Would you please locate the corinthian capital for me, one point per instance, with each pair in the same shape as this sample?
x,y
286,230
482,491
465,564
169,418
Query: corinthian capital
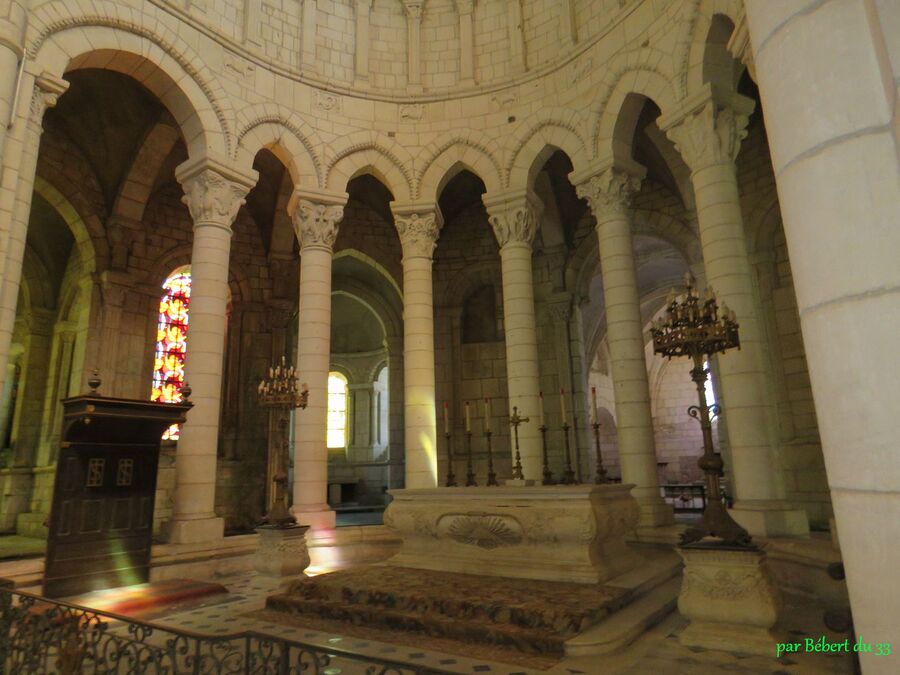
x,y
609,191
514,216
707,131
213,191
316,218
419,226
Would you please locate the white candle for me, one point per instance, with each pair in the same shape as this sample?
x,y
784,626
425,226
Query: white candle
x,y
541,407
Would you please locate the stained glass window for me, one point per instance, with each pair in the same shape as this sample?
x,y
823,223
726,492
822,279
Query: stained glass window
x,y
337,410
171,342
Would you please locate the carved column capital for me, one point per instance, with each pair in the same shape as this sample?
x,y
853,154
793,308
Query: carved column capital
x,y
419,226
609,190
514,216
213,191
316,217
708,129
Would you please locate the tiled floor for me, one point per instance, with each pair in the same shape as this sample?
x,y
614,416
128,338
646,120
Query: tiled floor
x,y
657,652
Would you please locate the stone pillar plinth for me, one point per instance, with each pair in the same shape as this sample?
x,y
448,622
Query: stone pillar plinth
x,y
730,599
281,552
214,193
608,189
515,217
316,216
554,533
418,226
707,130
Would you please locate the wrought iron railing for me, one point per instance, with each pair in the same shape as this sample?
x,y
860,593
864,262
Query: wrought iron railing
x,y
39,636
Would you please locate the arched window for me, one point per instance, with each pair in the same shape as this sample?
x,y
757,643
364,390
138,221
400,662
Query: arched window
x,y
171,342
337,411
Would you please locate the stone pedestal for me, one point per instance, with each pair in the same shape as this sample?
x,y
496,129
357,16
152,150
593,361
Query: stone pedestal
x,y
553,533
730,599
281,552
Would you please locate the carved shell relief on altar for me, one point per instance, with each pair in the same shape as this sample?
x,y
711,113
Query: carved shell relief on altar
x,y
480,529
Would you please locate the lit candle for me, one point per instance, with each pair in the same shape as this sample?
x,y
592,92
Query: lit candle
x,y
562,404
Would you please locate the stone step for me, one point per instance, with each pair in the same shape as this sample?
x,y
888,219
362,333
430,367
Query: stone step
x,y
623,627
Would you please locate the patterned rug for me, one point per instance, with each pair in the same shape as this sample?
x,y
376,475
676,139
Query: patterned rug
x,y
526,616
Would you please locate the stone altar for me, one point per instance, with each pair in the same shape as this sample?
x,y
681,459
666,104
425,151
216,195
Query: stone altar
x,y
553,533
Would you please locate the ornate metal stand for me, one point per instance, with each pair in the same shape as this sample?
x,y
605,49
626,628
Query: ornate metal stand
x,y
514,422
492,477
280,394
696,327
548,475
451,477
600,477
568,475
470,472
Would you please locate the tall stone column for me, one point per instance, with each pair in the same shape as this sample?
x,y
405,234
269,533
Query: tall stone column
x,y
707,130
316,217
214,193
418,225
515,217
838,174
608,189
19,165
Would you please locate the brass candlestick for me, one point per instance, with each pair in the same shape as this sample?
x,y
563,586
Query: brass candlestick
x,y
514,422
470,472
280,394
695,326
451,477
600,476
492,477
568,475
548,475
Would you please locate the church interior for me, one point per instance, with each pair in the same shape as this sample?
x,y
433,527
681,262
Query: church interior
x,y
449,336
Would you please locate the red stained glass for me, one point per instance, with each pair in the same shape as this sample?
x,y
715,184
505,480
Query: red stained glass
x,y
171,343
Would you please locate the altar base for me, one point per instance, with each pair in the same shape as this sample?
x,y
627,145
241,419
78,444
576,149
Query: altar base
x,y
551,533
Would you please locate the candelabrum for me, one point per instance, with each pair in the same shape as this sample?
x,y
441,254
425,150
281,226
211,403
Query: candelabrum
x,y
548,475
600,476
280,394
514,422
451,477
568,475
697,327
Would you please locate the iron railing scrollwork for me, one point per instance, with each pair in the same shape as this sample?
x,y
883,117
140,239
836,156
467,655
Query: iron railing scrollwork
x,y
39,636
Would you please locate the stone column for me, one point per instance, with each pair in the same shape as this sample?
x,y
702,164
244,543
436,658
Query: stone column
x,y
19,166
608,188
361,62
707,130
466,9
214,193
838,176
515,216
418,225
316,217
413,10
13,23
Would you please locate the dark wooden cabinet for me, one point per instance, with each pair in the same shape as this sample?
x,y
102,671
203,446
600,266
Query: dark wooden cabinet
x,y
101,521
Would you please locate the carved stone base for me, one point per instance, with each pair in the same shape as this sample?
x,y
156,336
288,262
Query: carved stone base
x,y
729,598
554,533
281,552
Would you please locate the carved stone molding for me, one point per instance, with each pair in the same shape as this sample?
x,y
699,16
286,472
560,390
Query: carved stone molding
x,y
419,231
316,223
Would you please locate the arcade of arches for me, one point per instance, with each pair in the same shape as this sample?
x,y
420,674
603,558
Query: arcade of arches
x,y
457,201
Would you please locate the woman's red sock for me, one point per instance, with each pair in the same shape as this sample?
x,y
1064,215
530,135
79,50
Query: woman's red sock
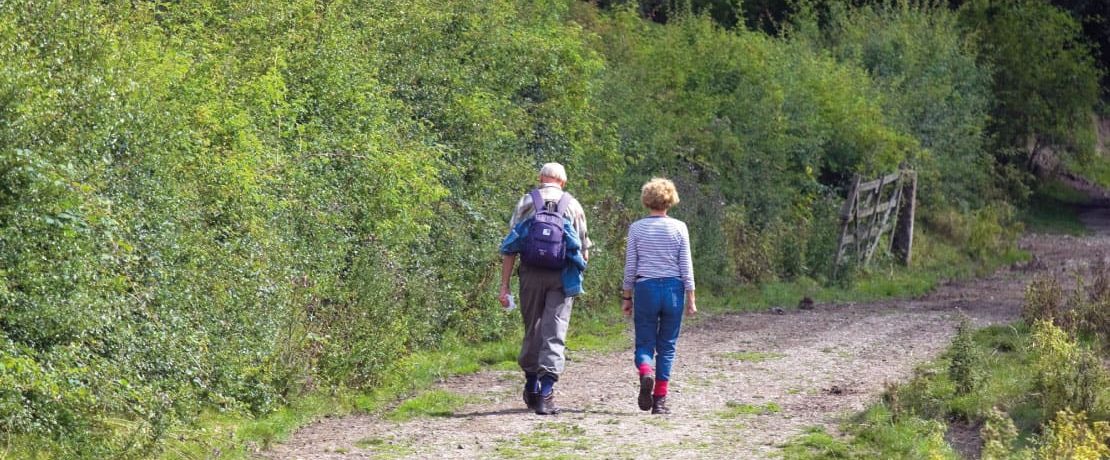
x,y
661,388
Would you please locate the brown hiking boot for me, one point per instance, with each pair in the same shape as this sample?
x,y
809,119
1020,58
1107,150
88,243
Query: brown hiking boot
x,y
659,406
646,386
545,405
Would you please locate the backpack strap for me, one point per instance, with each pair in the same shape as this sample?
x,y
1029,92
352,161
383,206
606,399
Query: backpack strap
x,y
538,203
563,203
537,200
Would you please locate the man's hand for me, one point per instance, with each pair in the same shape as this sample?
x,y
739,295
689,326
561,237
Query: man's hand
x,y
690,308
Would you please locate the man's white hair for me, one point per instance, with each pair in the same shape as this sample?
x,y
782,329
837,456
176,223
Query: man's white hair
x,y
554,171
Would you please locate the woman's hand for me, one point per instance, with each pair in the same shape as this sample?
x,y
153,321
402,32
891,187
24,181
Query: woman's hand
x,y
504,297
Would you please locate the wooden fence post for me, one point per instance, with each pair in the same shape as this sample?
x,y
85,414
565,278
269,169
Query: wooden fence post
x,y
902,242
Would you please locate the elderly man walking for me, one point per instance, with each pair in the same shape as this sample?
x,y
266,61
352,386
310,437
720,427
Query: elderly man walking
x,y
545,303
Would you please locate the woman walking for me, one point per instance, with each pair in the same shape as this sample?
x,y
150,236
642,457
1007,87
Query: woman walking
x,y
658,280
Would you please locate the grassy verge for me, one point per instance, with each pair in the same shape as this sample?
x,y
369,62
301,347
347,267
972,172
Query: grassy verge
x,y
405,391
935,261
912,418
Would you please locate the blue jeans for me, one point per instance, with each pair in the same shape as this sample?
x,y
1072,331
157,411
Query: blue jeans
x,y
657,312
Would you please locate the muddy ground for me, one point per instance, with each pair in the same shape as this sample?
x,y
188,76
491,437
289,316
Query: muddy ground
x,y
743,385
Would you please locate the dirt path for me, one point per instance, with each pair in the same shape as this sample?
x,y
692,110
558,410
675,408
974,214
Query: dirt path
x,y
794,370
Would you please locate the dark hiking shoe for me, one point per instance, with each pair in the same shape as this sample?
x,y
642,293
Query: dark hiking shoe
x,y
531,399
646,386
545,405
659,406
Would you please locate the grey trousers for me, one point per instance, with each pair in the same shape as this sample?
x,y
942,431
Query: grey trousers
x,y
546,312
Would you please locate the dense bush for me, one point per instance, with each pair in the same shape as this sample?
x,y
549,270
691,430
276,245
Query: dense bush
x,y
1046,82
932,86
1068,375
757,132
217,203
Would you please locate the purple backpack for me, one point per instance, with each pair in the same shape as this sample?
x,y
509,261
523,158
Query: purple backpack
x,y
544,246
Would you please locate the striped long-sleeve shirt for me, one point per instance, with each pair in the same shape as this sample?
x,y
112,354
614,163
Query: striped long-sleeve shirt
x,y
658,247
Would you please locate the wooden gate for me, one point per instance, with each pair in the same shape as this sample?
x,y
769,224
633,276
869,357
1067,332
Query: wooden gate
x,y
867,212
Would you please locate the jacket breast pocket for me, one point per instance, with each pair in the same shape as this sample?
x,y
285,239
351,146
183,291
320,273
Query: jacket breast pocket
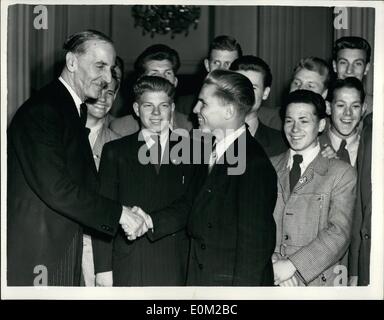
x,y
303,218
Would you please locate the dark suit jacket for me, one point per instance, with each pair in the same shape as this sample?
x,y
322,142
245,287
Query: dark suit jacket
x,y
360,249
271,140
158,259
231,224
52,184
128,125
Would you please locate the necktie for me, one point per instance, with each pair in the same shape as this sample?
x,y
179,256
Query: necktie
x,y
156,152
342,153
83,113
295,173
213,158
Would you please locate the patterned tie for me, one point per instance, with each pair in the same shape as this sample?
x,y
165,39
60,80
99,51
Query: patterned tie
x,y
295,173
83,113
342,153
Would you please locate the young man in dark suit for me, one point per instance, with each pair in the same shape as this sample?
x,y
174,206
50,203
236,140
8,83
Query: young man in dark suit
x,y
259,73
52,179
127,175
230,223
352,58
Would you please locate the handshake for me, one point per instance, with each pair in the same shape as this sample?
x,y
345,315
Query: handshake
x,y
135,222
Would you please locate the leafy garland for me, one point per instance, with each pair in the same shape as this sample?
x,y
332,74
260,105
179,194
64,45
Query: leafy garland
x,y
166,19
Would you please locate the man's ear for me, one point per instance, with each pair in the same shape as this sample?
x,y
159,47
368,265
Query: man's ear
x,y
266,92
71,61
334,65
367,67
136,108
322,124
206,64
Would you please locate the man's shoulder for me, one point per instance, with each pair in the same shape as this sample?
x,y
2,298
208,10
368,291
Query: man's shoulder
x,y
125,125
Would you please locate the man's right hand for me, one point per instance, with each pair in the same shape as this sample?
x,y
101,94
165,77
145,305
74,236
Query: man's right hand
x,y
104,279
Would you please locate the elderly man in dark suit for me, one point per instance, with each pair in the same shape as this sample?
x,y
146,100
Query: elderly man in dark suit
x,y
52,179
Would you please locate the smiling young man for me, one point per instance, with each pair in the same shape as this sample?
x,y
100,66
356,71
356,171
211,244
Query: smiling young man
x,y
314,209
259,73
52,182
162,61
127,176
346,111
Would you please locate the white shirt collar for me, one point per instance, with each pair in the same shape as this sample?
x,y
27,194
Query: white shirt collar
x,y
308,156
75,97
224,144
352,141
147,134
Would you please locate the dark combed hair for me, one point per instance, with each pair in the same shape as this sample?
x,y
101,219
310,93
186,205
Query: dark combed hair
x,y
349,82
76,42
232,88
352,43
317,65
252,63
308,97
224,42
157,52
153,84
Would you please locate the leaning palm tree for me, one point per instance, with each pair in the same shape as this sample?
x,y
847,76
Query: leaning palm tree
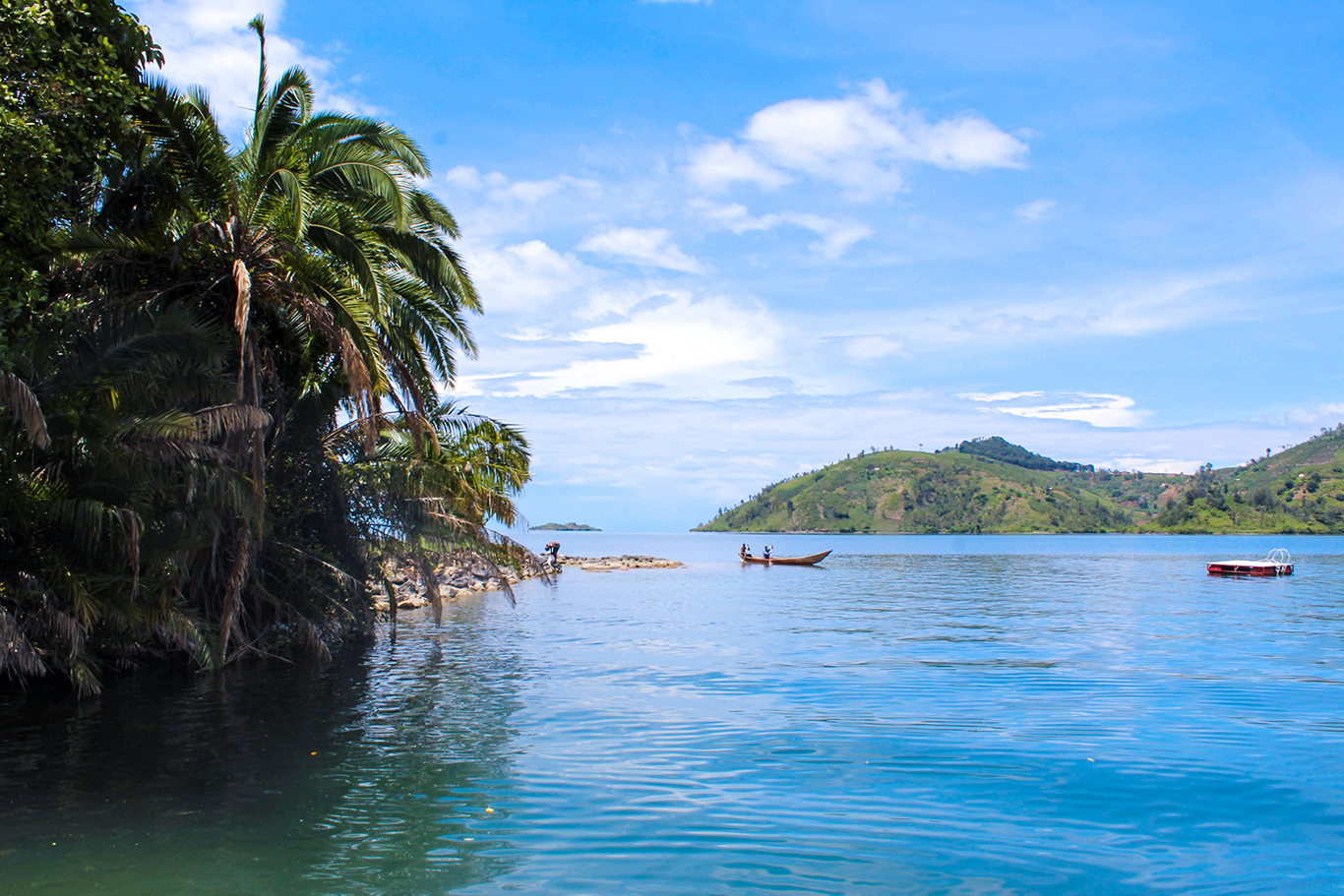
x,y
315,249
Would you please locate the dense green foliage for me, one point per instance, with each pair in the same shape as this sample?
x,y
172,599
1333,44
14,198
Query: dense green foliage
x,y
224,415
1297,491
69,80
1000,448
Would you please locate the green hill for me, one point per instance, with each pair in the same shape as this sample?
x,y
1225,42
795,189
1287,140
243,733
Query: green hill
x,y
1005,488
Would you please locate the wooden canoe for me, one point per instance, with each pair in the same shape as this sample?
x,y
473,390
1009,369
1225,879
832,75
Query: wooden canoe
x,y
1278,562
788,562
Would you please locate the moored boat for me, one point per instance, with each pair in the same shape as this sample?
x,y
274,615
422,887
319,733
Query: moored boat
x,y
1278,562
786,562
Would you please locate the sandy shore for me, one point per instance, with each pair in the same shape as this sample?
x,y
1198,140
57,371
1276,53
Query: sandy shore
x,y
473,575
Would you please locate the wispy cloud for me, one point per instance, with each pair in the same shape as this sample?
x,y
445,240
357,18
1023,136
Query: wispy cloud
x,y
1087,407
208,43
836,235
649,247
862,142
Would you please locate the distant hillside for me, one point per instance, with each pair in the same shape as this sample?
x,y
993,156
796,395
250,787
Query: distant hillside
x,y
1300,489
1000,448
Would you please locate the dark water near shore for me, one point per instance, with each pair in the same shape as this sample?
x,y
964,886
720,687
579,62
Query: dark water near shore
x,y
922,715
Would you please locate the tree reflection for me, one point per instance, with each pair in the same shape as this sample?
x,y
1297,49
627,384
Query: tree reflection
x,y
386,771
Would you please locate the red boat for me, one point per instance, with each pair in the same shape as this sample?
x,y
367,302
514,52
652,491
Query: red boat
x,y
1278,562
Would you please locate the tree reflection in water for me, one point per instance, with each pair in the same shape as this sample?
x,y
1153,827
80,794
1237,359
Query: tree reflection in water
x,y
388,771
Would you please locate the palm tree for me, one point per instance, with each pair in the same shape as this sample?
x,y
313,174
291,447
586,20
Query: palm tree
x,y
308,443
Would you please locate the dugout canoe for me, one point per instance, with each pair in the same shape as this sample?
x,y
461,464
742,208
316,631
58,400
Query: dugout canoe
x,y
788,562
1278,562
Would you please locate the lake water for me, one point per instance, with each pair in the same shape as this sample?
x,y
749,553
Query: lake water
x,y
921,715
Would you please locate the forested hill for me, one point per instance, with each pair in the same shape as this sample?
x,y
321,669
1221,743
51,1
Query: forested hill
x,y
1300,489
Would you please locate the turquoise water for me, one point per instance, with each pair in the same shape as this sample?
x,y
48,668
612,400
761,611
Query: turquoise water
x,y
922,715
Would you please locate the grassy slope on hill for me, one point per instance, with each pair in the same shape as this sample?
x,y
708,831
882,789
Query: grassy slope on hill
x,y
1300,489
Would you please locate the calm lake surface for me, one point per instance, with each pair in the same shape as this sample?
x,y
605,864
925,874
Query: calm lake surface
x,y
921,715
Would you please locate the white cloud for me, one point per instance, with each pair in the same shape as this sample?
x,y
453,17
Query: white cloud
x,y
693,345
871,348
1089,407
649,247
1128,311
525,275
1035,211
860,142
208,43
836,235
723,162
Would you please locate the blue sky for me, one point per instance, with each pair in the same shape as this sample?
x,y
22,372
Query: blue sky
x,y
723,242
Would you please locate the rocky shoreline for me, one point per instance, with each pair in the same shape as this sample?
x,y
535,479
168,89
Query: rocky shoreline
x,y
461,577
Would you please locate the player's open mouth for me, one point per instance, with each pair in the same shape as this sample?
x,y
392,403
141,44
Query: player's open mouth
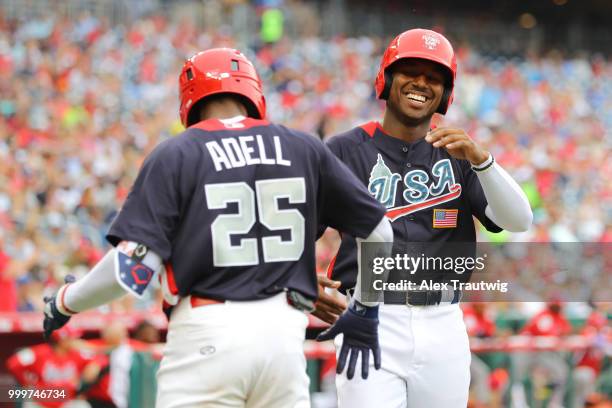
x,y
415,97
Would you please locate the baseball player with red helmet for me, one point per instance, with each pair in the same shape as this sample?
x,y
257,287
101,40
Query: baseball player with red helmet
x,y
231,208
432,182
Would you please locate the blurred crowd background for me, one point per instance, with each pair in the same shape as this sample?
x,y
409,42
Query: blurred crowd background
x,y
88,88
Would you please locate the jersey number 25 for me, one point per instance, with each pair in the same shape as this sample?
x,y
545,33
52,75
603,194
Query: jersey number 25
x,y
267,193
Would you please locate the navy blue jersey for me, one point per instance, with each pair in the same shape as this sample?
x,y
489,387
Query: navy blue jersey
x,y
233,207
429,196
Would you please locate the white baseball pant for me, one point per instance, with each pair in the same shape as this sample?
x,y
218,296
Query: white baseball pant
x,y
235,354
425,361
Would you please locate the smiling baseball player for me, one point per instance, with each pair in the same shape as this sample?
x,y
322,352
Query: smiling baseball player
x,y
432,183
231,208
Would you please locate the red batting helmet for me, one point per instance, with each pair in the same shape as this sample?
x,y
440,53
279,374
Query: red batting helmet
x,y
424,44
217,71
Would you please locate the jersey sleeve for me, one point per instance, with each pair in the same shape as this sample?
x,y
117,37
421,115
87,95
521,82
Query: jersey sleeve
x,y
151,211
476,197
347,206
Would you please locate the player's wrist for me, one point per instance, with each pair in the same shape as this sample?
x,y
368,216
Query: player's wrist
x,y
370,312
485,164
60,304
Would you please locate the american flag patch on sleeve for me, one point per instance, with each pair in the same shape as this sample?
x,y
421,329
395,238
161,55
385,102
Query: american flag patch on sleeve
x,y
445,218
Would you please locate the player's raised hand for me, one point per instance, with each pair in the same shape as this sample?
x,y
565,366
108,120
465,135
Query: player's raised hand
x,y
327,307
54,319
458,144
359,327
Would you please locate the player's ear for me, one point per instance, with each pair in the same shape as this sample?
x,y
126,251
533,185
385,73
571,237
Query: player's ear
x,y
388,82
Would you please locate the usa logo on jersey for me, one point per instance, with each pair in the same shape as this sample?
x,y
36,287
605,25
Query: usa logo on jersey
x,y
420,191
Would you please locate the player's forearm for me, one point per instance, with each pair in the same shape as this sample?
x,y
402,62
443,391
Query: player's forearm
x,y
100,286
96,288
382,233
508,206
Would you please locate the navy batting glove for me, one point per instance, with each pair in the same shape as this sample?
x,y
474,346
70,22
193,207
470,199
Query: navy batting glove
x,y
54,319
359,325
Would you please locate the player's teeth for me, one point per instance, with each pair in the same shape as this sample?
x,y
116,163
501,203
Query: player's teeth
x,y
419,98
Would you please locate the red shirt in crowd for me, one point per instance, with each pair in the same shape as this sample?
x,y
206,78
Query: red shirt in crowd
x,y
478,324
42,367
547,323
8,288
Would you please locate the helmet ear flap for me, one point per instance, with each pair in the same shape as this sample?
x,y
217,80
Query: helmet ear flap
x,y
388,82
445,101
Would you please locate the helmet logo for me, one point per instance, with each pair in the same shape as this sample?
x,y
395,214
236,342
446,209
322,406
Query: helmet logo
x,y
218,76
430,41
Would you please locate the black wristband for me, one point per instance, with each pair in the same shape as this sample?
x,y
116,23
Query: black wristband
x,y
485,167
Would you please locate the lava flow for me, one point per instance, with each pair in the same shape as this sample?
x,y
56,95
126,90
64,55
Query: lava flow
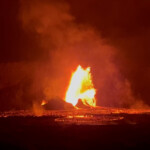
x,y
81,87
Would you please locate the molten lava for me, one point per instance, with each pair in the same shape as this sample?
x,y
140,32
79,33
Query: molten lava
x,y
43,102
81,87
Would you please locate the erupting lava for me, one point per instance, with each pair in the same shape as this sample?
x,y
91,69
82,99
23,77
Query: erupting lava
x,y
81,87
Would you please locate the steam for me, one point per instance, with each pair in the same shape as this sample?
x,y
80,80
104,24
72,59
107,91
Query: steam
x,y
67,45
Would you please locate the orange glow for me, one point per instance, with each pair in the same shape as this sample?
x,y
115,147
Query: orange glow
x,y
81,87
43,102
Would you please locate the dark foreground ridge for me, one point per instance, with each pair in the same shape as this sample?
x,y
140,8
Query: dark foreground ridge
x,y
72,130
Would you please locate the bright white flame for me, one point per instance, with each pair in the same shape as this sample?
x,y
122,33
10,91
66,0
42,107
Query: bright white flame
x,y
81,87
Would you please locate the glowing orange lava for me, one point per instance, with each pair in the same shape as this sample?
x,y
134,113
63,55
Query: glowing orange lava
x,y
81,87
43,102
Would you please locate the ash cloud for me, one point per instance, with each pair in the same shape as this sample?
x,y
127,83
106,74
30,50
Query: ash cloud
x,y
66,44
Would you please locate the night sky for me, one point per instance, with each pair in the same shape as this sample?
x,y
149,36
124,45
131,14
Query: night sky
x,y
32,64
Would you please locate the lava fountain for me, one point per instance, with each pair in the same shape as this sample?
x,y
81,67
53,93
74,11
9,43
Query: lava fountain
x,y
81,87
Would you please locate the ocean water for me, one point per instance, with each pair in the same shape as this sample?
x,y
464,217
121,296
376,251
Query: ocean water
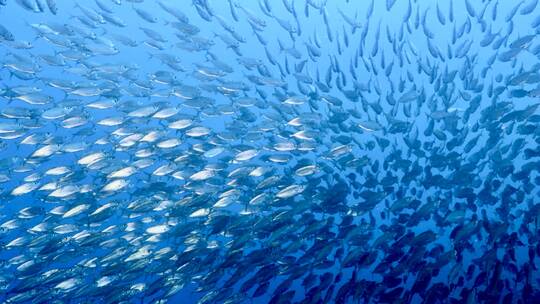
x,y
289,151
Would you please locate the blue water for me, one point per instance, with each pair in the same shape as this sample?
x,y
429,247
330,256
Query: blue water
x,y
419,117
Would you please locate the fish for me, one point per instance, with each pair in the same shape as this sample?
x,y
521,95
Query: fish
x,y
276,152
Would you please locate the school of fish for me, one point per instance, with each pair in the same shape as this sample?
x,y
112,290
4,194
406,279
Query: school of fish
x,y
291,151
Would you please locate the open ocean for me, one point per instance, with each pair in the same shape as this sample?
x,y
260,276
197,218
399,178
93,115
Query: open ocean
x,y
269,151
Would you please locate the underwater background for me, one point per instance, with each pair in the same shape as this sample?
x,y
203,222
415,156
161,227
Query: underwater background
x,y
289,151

---------------

**REQUIRED WORK:**
Copy the lines above word for word, starting at the line that contains "Would you please locate the underwater" and ending at the last line.

**SOLUTION FOR THIS EXERCISE:**
Would you please locate the underwater background for me, one point per instance, with each pair in the same shape as this sample?
x,y
203,222
415,156
161,227
Query: underwater background
x,y
289,151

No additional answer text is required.